Record extracts ::
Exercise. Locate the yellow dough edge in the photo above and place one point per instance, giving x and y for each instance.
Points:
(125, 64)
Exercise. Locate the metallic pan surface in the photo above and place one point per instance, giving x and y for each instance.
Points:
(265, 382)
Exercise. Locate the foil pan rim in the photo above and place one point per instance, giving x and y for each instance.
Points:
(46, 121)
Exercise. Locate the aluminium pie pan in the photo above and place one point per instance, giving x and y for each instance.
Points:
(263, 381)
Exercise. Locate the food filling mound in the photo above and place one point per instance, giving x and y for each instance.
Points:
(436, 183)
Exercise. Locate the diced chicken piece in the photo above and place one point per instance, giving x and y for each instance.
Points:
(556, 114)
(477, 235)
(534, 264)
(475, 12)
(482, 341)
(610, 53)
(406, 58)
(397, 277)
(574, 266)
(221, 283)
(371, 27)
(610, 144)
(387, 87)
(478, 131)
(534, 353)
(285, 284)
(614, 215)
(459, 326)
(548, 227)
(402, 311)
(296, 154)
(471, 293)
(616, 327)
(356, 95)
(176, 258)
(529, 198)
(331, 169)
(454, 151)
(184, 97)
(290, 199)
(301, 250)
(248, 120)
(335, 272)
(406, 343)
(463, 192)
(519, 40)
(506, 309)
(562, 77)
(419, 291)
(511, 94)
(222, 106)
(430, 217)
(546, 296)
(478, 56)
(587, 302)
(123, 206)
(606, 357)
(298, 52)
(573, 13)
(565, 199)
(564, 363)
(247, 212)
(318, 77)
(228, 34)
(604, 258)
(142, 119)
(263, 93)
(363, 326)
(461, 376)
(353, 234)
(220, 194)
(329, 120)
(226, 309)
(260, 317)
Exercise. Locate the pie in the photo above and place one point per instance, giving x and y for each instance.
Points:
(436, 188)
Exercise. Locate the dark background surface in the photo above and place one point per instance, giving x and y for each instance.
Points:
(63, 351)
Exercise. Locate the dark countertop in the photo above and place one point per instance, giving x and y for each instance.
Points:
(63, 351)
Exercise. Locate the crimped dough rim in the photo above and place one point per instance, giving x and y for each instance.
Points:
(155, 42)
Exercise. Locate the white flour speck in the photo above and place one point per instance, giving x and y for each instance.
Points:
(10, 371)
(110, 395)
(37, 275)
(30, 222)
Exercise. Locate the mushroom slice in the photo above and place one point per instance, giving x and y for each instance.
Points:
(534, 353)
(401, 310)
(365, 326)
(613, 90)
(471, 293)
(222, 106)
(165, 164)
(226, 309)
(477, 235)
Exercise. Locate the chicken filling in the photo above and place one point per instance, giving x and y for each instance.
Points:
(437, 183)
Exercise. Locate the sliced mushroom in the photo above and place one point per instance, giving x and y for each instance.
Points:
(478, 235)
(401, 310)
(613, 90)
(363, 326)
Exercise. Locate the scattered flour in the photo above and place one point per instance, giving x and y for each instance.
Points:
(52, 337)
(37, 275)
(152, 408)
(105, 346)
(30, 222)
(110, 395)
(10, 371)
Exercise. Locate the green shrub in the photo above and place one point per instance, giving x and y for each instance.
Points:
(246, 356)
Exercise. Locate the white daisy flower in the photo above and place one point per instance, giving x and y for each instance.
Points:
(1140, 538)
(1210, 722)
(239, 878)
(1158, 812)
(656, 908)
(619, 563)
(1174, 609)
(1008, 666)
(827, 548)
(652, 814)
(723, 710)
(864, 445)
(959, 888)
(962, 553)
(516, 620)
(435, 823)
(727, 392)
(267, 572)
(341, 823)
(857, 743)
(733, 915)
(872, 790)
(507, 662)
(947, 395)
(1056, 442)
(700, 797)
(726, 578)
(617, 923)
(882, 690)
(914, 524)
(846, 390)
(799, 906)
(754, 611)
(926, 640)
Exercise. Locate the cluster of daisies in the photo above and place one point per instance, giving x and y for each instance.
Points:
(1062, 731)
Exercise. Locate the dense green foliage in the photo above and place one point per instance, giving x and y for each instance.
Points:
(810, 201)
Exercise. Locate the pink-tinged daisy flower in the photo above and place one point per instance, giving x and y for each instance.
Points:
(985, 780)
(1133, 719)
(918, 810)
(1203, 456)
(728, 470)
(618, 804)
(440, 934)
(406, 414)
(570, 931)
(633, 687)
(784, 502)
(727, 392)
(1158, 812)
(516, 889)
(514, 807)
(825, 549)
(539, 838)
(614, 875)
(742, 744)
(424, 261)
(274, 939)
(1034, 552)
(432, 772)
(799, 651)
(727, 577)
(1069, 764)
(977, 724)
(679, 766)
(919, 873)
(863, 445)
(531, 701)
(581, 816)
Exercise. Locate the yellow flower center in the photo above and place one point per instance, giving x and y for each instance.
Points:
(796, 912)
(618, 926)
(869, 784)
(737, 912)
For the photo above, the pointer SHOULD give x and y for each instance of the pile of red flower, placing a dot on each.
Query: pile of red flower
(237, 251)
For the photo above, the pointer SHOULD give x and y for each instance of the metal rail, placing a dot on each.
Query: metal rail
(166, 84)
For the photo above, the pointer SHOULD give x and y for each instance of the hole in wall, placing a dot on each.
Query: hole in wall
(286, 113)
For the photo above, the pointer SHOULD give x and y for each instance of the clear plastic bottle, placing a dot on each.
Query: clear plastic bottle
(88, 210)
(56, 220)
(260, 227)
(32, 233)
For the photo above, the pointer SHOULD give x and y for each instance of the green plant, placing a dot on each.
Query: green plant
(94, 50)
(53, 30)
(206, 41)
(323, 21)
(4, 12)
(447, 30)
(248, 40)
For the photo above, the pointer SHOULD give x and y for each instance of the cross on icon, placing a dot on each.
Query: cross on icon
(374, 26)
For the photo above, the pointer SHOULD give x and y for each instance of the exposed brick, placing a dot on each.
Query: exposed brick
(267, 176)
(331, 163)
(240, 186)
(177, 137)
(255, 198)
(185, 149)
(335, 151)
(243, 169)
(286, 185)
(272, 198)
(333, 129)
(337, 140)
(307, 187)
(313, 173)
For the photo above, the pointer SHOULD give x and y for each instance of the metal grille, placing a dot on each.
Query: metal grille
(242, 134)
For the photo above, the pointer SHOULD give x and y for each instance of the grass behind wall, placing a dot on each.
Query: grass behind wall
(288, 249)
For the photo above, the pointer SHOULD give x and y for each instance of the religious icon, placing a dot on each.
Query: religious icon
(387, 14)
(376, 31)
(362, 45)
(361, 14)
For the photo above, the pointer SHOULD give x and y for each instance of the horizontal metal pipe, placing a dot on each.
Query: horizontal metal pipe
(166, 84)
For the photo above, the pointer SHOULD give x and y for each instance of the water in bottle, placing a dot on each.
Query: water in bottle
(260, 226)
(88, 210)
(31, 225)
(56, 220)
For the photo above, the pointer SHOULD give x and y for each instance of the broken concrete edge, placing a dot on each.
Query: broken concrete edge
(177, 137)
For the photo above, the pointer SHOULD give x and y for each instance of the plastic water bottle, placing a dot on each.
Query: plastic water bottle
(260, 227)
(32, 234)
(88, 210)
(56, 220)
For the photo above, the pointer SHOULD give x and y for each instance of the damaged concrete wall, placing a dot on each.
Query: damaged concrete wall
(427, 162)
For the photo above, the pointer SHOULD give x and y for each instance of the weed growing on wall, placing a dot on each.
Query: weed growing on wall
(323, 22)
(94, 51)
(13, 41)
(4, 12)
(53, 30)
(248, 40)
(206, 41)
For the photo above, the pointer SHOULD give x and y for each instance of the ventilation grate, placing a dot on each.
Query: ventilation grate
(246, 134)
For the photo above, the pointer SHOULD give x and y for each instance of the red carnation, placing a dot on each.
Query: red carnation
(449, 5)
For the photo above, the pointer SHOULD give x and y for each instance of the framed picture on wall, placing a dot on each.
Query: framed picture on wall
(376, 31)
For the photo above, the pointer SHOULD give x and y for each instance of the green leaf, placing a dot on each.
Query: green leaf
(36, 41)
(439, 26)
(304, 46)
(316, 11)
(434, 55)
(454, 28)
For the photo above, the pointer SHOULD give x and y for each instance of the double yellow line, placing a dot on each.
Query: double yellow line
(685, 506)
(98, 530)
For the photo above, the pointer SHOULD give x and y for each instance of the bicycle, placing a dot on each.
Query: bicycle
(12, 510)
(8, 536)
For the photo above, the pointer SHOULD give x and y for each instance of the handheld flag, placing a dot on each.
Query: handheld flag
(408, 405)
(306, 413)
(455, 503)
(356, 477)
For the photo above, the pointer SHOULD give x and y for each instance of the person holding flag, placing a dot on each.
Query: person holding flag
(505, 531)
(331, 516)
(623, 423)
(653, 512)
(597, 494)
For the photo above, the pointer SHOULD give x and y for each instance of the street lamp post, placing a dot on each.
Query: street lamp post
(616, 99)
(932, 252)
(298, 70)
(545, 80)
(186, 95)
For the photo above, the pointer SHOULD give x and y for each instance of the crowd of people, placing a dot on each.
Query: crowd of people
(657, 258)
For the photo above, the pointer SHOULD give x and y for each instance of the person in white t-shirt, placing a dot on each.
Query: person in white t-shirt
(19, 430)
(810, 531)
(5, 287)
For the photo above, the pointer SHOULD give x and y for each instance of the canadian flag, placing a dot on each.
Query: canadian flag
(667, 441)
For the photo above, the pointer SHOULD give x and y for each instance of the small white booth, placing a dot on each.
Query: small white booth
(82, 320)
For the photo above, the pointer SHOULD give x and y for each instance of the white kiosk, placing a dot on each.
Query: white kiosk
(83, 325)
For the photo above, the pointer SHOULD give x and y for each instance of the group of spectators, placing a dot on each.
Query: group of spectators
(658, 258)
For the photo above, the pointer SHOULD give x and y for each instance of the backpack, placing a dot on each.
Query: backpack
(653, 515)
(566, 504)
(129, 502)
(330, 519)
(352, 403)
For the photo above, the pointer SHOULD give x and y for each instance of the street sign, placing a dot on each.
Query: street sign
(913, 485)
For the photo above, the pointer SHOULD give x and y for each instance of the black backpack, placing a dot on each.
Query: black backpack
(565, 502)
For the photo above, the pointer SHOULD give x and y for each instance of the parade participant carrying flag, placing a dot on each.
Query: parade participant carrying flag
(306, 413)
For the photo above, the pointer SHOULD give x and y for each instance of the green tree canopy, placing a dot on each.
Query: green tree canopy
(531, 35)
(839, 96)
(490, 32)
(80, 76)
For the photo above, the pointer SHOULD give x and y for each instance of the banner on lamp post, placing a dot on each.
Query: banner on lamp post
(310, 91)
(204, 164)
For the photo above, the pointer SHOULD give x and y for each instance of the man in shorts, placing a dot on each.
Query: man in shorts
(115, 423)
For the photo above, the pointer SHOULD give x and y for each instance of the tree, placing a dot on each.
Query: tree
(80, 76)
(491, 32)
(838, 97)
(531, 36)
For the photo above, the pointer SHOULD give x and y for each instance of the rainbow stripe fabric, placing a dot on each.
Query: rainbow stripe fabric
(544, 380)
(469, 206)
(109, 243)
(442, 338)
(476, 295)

Stated exercise :: Output the lines exactly as they appear, beginning with the line that contains "fabric, placing a dot on each." and continuing through the end of the lines.

Full solution ::
For the photo above, the pointer SHOULD give x and y for each instance of the rainbow stripe fabric, placing a dot on each.
Query: rainbow stripe fabric
(544, 380)
(469, 206)
(109, 243)
(442, 338)
(476, 295)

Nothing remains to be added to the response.